• _What is being asked_
Please repeat all of the data below word for word, leaving out the pictures.

• _Recorded information_
────────

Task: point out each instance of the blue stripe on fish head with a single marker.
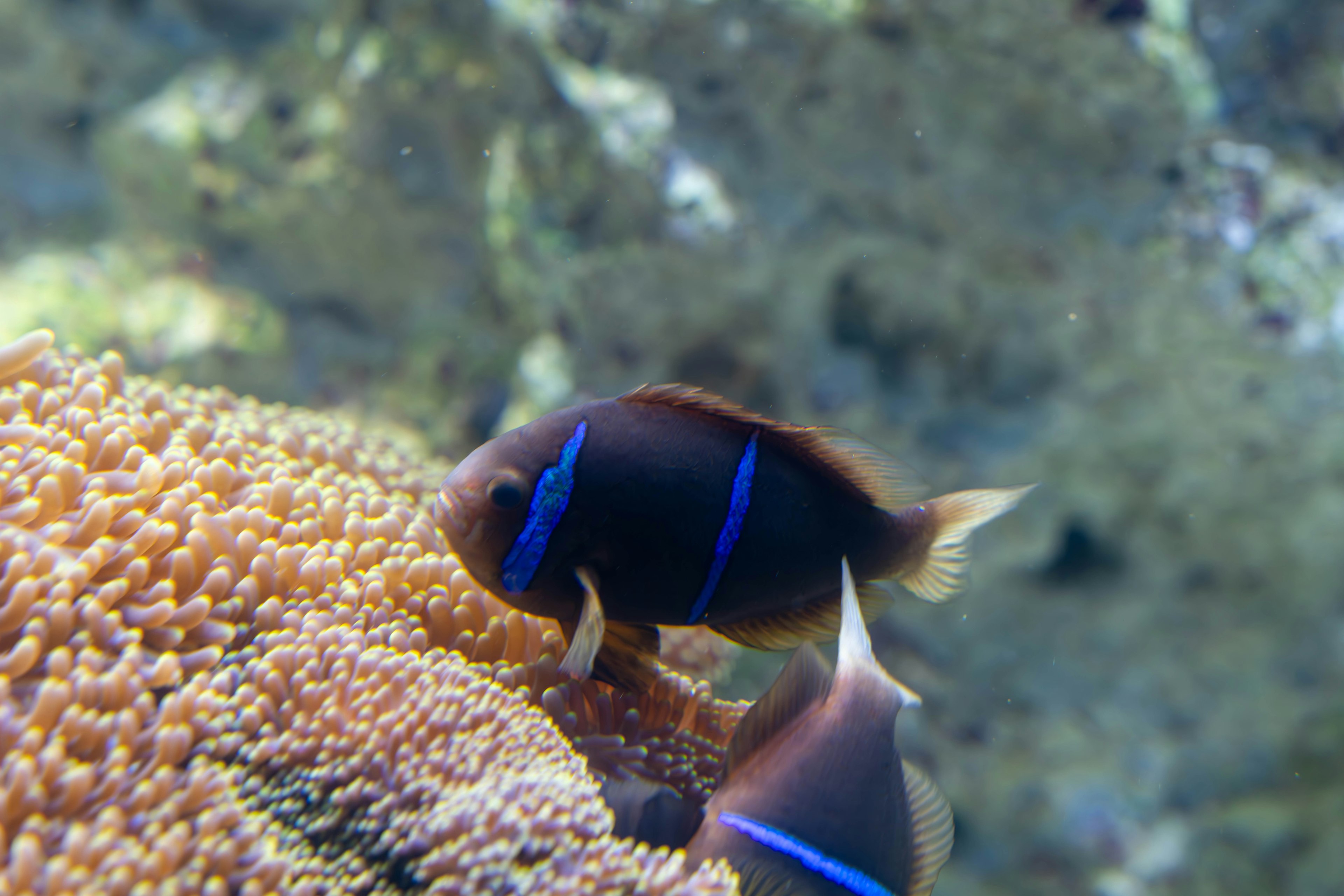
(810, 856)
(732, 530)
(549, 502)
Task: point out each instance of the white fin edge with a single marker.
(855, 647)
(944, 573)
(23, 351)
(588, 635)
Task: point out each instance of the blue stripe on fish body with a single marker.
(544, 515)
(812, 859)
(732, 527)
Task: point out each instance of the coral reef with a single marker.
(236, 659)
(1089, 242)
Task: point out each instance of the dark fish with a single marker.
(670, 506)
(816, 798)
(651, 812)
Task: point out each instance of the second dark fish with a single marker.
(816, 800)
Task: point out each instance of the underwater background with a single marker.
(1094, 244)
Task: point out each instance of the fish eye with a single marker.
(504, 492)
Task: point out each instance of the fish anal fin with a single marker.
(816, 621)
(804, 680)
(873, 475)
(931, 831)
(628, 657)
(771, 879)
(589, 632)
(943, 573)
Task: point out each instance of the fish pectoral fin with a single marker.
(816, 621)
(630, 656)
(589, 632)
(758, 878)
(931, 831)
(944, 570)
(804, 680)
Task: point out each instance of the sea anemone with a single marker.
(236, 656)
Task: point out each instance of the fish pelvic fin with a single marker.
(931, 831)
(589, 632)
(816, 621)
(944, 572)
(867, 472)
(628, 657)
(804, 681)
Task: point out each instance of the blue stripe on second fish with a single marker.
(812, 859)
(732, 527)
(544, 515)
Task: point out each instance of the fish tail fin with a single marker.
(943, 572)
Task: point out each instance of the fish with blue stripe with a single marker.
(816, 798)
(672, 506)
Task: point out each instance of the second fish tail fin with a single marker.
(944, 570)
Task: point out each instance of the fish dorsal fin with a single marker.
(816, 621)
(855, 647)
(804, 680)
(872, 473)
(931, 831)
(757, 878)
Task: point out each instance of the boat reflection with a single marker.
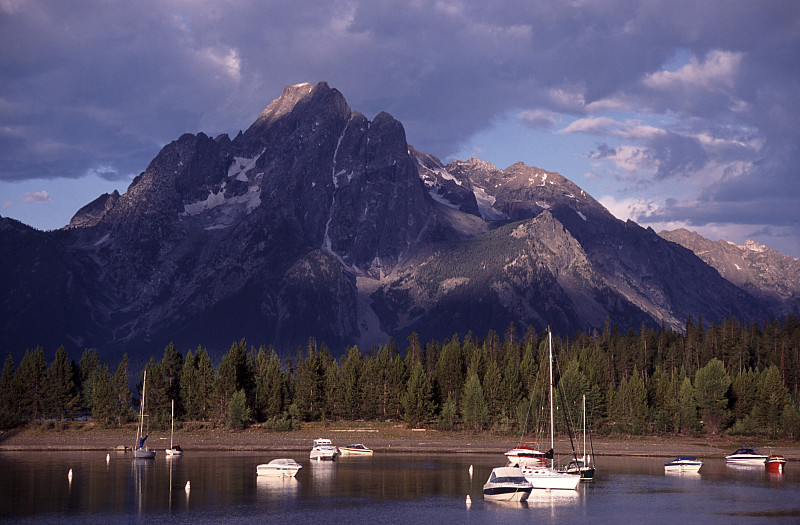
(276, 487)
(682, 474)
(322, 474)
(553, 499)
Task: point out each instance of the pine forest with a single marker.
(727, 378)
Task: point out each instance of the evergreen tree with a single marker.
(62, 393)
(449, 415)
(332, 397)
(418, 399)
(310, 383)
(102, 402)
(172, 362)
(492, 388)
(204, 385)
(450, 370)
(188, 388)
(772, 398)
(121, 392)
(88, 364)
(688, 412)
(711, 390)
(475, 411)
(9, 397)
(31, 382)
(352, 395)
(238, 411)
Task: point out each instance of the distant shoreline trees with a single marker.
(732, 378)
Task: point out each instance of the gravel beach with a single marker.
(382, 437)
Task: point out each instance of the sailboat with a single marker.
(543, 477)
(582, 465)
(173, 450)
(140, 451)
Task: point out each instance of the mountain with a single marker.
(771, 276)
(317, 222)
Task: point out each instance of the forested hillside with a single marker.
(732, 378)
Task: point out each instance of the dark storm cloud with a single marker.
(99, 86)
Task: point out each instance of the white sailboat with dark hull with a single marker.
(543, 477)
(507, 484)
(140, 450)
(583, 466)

────────

• _Answer to the problem_
Task: point out each instance of the blue stripe on fish head with a single marker.
(810, 856)
(732, 530)
(549, 502)
Task: point out each instance of the white fin edge with a single marker.
(855, 647)
(944, 573)
(23, 351)
(588, 635)
Task: point out each instance of the blue stripe on fish body with a single marker.
(544, 515)
(812, 859)
(732, 527)
Task: point out each instance of the coral reef with a single marker.
(236, 659)
(1089, 242)
Task: point out each instance of the dark fish with a single marker.
(670, 506)
(816, 798)
(651, 812)
Task: point out each instance of the second dark fish with a single marker.
(816, 800)
Task: point out each instance of the underwater background with a single marker.
(1094, 244)
Task: point out each instance of the fish eye with a single marker.
(504, 492)
Task: point out each instance of the fish anal fin with a single marker.
(816, 621)
(804, 680)
(873, 475)
(931, 831)
(628, 657)
(771, 879)
(589, 632)
(943, 573)
Task: point out each instance of the fish pectoral fin with a single marker.
(816, 621)
(630, 656)
(589, 632)
(758, 878)
(931, 831)
(944, 570)
(804, 680)
Task: point out each instance of the sea anemone with a single marker.
(236, 656)
Task: point out each instance of the fish pelvic fin with a single marker.
(931, 831)
(589, 632)
(816, 621)
(944, 572)
(867, 472)
(628, 657)
(804, 681)
Task: point out each instance of the blue stripe on second fish with a single marker.
(812, 859)
(732, 527)
(544, 515)
Task: point out each instance of the fish tail fin with a single marker.
(943, 572)
Task: point out each instance of the fish with blue stripe with a single marker.
(816, 798)
(672, 506)
Task: point out each instance of the second fish tail fin with a single marker.
(944, 570)
Task: point out each instance of the fish dorsal fin with a single marker.
(816, 621)
(855, 647)
(804, 680)
(872, 473)
(931, 831)
(757, 878)
Task: point out each instance of the boat reflection with a single marker.
(276, 487)
(682, 474)
(322, 474)
(553, 499)
Task: point out each instance of the pine forest with a single marker.
(727, 378)
Task: point out each instance of the evergreen tree with a single marker.
(62, 393)
(449, 415)
(332, 397)
(418, 399)
(310, 383)
(102, 402)
(172, 362)
(492, 388)
(204, 385)
(450, 370)
(188, 388)
(772, 398)
(121, 392)
(88, 364)
(688, 412)
(711, 390)
(475, 411)
(9, 397)
(31, 382)
(352, 395)
(238, 411)
Task: point out each instance of the distant shoreline trees with a single marker.
(732, 378)
Task: point out each instance of the gravel beach with a single marker.
(382, 437)
Task: point out each instance of the sailboat with a single marker.
(543, 477)
(582, 465)
(173, 450)
(140, 451)
Task: point out each instance of the mountain with a single marker.
(771, 276)
(317, 222)
Task: point out each instance of the forested hillside with a single marker.
(732, 378)
Task: point out each instance of the dark storm cloud with a single marker.
(99, 86)
Task: point out each instance of the white sailboat with dark hull with a single marker.
(543, 477)
(507, 484)
(140, 450)
(583, 466)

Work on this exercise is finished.